- EXTRACT -
Two rationales are given for the commandment of
shemitta (the
sabbatical year): a social one and a religious one, precisely in this order, as
Rabbi Shaul Yisraeli rightly noted:
[1]
What stands out first is the social aspect. The sabbath of the land is a
renunciation of private ownership of all the fruits of this year... If in the
course of the year class conflicts have arisen, they become null and void...
The master has no more rights than the slave... Whoever follows the Torah,
observing this commandment ... would bring about an entire social revolution,
quietly and without violent means, wiping out with a stroke of the hand all the
social conflicts that human society has struggled with since time immemorial...
Here we have a commandment that concerns relations between our fellow human
beings. How remarkable is the might of the Torah, skillfully providing a
solution by means of these commandments of shemitta and jubilee year to
the problem of social inequality, regulating relations between rich and poor -
something which economic experts have long been trying to do without
success.
It follows from his remarks that shemitta is first and foremost a
social law designed to solve basic problems of Jewish and even universal society
by doing away with private ownership on the national level, if only for a single
year.

- RECORD EXCERPTS -
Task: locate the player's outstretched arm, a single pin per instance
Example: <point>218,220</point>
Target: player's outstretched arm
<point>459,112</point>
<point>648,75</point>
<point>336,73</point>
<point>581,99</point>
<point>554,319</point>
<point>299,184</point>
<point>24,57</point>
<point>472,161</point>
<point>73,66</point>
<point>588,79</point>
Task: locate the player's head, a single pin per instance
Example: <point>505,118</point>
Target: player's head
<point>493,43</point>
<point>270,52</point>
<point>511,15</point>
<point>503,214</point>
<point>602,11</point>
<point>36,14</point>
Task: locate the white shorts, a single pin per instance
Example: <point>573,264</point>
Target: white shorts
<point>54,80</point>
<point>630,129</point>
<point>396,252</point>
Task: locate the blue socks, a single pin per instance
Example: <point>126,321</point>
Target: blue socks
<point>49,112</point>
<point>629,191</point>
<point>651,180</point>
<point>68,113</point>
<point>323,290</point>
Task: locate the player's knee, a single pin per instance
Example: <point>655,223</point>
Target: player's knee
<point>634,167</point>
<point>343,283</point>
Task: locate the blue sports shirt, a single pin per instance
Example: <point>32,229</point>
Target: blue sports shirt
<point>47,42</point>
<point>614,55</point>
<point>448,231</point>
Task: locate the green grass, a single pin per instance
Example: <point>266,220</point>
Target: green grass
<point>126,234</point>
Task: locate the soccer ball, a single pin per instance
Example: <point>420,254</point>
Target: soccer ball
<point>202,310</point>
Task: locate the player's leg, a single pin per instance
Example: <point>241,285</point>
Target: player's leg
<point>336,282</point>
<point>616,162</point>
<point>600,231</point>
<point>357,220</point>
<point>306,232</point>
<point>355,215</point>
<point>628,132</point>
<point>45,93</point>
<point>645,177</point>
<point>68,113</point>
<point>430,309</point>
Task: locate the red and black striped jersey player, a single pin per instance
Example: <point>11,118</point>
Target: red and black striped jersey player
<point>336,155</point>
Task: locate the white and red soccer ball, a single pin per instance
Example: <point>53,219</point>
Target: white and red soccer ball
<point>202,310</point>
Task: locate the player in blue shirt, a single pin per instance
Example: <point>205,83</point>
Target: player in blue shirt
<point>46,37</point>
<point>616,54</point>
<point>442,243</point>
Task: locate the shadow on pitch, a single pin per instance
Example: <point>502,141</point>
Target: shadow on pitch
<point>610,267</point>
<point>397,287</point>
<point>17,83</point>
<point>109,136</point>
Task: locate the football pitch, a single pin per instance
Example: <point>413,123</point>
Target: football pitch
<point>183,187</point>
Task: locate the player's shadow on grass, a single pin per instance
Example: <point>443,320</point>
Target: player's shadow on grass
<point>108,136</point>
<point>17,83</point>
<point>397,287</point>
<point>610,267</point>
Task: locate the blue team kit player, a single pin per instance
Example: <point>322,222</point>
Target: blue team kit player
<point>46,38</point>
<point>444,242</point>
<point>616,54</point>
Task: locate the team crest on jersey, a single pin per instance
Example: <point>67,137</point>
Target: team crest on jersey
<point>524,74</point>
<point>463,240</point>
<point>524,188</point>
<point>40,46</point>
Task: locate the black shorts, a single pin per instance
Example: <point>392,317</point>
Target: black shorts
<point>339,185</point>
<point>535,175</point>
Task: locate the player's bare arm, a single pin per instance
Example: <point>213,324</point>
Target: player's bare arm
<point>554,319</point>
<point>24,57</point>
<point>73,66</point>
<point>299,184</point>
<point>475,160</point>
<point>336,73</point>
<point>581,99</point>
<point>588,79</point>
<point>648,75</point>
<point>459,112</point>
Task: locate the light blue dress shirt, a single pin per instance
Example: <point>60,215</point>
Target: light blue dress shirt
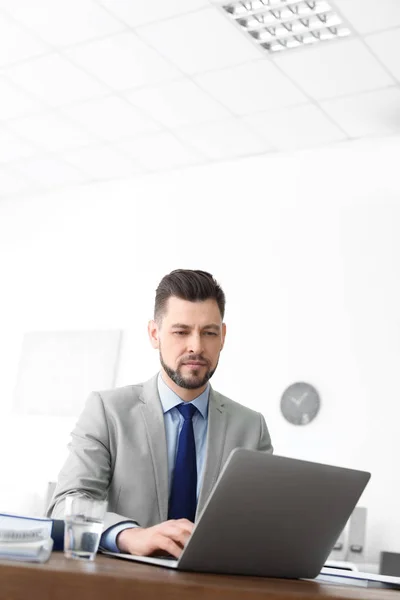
<point>173,421</point>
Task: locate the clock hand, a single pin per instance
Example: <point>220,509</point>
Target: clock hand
<point>303,396</point>
<point>296,401</point>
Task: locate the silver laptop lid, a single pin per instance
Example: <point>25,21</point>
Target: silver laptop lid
<point>272,516</point>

- WORK INSTRUCTIONS -
Write the next part of the passage on the two rationales for the shemitta commandment, beginning immediately after its final sentence.

- RESPONSE BELOW -
The second reason given for shemitta is religious: the "sabbath of
the land" is defined here as a "sabbath of the Lord." The demand that private
ownership be cancelled for this year can only have justification and validity on
the grounds that the land is the Lord's ("for the land is Mine," Lev. 25:23).
In other words, the land does not belong to us, but to G-d; and on the seventh
year we return ownership over it to Him to whom it belongs. This is a great
test of faith.
The radical conclusion that follows from Rabbi Yisraeli's remarks is that
there is no logic or rationality to technical-halakhic "solutions" of the
"problem" of shemitta by such techniques as platform farming
(matza' menuttaq), and that all such attempts are "contrary to the
spirit and objectives of the commandment itself. The shemitta is not a
'problem' given us in order that we find ways to overcome it by circumventing
it. It is an extremely valuable test, a test of faith and trust" (Rabbi
Yisraeli, loc. sit.).
What we read in this week's parasha attests to the enormous
importance of this valuable commandment. Indeed, banishment from the land is
ascribed to the failure to observe it: "Then shall the land make up for its
sabbath years throughout the time that it is desolate" (Lev. 26:34). II
Chronicles (36:21) attests that the Babylonian exile resulted, among other
things, from failure to observe shemitta. Hence the remark of our Sages:
"The sin of [not observing] shemitta results in being exiled"
(Shabbat 33a).
In this context we now ask whether or not one ought to search for a
rationale (
ta'
ama de-Qra)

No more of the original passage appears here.